Data provided.
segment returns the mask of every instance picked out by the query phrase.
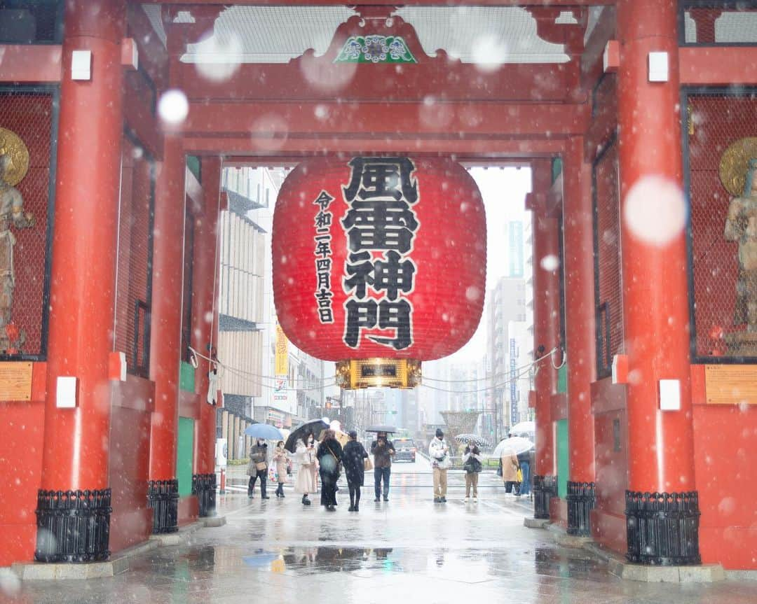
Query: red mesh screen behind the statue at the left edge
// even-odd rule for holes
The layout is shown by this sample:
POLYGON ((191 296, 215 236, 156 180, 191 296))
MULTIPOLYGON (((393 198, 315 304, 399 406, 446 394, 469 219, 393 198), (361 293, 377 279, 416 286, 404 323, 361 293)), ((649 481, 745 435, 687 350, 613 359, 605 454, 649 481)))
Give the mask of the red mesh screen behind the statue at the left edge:
POLYGON ((54 113, 52 91, 0 90, 0 128, 6 129, 0 154, 12 158, 6 178, 23 200, 14 202, 7 190, 0 200, 0 358, 36 360, 46 352, 54 113), (14 135, 29 153, 29 168, 18 182, 16 164, 24 163, 25 153, 14 151, 14 135))

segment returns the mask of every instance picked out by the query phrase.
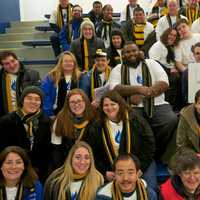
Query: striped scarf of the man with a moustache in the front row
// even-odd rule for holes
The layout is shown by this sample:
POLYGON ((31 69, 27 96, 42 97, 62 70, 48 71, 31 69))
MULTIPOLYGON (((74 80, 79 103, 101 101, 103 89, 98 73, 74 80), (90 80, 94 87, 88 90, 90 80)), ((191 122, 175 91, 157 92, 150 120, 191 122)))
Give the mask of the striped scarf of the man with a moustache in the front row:
MULTIPOLYGON (((113 181, 111 191, 112 191, 113 200, 123 200, 122 193, 116 181, 113 181)), ((137 192, 137 199, 148 200, 148 195, 147 195, 145 185, 140 179, 138 179, 136 182, 136 192, 137 192)))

What you need to do. The reply must hold exactly the lines from the one containing "Query: striped scarf" to the last line of the entries, and nothing more.

Exercise output.
Query: striped scarf of the man with a moustache in the front row
// even-odd rule for holes
The layout is shown by this sample:
POLYGON ((31 69, 27 96, 42 97, 62 70, 48 71, 31 69))
MULTIPOLYGON (((74 80, 79 103, 101 101, 103 89, 98 73, 74 80), (90 80, 94 87, 88 90, 90 80)), ((191 122, 175 91, 157 92, 150 120, 191 122)))
Give the mask of the striped scarf of the man with a moustache in the front row:
MULTIPOLYGON (((113 181, 111 191, 112 191, 113 200, 123 200, 122 193, 116 181, 113 181)), ((137 192, 137 199, 148 200, 148 195, 147 195, 145 185, 140 179, 138 179, 136 182, 136 192, 137 192)))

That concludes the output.